# What is being asked:
Across the entries below, count the lines that contain the word "sack" and reply with that number only.

# Records to use:
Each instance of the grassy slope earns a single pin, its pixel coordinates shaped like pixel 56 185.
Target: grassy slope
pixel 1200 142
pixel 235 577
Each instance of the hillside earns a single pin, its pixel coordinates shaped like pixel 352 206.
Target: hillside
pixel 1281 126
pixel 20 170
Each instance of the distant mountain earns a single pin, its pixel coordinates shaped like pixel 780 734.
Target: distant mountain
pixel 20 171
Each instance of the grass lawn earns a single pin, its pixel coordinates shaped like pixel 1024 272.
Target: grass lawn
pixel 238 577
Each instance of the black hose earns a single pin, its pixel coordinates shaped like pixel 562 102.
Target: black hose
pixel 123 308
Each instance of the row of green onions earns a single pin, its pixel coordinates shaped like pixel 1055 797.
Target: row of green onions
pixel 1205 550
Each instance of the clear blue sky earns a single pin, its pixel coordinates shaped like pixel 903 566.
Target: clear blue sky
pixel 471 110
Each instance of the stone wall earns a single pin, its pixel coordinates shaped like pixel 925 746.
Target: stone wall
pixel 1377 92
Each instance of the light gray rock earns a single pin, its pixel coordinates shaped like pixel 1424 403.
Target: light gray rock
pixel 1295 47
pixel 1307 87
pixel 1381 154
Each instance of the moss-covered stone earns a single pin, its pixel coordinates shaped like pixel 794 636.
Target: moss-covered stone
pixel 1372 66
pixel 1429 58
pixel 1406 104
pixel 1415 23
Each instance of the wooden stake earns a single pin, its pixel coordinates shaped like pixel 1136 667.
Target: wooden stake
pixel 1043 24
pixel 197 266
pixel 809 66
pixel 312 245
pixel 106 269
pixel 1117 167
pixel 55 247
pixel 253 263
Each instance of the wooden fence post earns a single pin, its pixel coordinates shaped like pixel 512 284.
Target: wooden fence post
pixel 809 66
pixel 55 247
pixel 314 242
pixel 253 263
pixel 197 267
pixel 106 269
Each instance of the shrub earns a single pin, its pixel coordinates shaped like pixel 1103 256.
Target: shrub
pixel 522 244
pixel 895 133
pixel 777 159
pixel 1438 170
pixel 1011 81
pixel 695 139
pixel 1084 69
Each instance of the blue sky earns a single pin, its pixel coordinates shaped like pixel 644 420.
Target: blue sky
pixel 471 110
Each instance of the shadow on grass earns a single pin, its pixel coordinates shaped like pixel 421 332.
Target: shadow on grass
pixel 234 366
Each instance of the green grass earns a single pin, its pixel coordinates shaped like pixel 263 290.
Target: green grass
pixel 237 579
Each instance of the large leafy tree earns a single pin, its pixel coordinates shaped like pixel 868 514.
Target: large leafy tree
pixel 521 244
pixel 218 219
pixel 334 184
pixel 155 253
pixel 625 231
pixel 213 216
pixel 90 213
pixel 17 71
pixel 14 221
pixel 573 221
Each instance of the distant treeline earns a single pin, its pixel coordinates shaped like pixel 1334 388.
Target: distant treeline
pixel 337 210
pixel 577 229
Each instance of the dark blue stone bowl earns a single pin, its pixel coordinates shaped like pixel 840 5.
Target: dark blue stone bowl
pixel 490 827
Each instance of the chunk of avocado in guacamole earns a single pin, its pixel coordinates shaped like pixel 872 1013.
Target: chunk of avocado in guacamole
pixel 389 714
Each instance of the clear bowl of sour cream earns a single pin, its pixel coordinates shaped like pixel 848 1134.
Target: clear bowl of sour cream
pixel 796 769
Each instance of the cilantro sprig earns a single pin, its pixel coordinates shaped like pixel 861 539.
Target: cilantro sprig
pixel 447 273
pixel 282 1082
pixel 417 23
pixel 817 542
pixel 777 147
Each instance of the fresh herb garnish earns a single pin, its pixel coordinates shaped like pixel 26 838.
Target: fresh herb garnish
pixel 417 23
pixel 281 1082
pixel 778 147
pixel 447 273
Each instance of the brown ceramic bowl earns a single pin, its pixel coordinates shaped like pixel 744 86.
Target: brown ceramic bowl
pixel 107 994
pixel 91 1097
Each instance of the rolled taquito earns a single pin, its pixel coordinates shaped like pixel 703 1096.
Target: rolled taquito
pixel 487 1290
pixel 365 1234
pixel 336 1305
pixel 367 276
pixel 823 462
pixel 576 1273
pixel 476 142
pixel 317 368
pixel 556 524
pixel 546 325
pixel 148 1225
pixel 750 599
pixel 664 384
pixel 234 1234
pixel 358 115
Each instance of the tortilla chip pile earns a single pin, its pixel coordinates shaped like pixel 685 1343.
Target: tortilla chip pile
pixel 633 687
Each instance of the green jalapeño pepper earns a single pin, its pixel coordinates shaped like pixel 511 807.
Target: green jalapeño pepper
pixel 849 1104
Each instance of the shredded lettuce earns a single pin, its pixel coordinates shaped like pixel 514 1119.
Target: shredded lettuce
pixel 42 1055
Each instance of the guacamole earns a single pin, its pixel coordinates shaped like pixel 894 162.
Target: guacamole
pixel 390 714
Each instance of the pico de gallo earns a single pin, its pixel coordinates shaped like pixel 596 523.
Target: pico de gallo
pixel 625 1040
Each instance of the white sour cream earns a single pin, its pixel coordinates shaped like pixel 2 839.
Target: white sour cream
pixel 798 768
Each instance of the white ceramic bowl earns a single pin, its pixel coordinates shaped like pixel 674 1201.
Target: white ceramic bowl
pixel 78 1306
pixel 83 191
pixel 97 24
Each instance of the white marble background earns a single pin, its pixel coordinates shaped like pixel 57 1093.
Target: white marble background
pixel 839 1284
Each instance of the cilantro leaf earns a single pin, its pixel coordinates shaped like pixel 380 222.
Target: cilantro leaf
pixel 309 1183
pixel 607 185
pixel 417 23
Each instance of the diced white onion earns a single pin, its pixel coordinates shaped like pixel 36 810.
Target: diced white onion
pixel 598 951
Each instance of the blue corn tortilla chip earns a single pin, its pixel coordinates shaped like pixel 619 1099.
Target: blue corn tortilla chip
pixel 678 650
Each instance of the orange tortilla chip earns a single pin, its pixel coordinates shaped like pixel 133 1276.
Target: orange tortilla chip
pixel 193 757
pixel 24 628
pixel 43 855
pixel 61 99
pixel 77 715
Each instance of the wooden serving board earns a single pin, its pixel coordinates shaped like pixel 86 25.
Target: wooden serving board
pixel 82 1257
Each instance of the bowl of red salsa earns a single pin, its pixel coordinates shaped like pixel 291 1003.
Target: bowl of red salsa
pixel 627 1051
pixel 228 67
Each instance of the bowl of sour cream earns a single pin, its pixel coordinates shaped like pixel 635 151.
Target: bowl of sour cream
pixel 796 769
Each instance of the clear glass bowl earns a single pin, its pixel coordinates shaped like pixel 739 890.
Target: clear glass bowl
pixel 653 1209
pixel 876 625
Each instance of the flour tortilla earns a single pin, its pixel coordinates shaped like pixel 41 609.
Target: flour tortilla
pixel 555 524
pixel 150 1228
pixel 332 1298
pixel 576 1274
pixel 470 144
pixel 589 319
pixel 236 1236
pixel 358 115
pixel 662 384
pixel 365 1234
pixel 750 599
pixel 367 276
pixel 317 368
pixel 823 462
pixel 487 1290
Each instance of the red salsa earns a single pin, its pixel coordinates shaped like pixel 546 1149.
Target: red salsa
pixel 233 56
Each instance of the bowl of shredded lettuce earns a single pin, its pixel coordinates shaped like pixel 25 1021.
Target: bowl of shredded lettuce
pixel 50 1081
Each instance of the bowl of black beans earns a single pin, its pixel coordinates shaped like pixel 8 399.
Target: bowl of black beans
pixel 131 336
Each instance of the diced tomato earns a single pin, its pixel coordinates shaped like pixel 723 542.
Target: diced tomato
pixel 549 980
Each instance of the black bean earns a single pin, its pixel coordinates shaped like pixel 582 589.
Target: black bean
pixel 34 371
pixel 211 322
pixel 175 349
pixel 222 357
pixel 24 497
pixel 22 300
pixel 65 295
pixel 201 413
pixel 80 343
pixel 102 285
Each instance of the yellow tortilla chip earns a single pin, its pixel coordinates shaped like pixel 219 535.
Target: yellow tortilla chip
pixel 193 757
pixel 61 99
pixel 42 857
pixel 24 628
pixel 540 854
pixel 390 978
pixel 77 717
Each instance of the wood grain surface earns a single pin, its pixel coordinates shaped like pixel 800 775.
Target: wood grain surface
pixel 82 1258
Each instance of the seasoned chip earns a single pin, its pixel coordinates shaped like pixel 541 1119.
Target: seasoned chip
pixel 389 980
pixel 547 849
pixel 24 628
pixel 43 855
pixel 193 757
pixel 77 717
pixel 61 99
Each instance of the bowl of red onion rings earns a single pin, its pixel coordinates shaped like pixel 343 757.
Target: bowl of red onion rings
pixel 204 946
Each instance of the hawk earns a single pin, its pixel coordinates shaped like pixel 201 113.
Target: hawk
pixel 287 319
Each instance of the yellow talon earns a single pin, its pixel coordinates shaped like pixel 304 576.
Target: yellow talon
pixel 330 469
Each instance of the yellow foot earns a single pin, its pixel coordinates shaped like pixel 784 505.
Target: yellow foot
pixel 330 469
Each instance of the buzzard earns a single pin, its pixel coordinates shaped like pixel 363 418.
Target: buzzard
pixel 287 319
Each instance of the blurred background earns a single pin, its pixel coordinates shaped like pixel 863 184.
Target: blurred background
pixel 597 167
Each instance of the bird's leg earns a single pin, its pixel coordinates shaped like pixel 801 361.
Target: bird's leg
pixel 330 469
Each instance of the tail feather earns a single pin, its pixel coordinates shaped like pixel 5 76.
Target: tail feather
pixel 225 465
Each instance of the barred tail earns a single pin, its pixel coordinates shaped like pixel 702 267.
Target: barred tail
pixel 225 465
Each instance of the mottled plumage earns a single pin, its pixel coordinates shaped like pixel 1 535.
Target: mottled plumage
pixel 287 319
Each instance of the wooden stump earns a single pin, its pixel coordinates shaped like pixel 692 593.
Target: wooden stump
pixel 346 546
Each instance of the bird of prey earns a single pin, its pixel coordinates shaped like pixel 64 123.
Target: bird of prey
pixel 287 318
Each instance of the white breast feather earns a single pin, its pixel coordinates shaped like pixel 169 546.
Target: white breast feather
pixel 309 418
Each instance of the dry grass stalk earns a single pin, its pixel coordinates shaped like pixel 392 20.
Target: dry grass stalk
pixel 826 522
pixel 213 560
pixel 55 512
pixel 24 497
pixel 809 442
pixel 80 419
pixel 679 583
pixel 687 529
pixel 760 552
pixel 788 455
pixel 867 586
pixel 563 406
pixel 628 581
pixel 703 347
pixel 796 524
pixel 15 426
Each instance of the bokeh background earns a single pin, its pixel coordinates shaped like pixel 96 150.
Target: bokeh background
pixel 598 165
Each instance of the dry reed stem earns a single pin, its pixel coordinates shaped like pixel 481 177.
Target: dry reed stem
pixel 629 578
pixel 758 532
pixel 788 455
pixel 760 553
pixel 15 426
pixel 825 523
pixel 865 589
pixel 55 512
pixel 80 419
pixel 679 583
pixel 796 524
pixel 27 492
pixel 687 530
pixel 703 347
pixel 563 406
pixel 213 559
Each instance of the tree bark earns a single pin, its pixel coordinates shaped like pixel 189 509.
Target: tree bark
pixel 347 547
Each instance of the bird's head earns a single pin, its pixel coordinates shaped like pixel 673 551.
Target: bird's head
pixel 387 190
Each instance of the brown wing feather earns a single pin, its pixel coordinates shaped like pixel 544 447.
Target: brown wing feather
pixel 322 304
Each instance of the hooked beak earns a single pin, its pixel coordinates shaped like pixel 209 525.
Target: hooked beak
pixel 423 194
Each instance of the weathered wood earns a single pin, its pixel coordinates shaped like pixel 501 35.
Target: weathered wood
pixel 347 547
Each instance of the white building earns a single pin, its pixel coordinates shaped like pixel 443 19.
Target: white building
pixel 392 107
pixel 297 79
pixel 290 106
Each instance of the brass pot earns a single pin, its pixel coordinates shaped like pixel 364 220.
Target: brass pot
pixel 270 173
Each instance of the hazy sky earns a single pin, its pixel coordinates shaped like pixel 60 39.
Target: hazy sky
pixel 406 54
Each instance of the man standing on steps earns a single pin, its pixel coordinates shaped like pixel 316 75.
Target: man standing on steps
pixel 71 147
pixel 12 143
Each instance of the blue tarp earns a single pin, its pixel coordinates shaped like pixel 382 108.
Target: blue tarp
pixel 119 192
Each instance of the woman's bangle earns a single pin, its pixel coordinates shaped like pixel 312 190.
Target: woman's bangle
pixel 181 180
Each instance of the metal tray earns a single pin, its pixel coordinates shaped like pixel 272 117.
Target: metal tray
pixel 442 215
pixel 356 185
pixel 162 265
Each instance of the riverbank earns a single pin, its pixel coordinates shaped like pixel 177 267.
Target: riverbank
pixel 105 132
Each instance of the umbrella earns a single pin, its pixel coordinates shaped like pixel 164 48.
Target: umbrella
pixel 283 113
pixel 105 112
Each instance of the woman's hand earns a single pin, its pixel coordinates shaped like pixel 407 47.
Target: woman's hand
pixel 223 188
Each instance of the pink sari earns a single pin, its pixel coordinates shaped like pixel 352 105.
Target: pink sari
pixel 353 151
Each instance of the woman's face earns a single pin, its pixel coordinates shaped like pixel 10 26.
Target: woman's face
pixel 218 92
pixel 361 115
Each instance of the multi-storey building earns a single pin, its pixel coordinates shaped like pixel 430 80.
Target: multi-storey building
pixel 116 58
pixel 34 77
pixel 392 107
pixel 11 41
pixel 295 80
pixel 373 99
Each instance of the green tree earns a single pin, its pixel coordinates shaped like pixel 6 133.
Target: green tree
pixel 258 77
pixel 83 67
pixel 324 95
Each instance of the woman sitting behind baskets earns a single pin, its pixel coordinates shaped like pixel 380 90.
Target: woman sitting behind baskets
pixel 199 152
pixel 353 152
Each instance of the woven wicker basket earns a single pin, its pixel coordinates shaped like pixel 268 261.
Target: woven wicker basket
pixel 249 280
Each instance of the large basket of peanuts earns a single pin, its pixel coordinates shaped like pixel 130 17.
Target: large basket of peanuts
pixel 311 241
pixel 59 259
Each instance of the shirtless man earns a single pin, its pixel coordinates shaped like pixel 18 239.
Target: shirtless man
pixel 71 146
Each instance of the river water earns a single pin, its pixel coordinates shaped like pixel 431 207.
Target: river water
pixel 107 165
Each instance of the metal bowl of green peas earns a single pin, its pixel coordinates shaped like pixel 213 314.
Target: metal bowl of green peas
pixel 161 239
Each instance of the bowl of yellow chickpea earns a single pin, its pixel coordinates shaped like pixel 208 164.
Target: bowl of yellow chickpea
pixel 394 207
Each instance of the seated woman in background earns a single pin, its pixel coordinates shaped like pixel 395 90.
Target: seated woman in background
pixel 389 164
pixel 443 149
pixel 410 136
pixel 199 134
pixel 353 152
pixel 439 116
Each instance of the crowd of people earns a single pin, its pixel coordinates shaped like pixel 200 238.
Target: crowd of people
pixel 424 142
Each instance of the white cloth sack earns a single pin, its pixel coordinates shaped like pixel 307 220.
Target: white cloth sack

# Reply:
2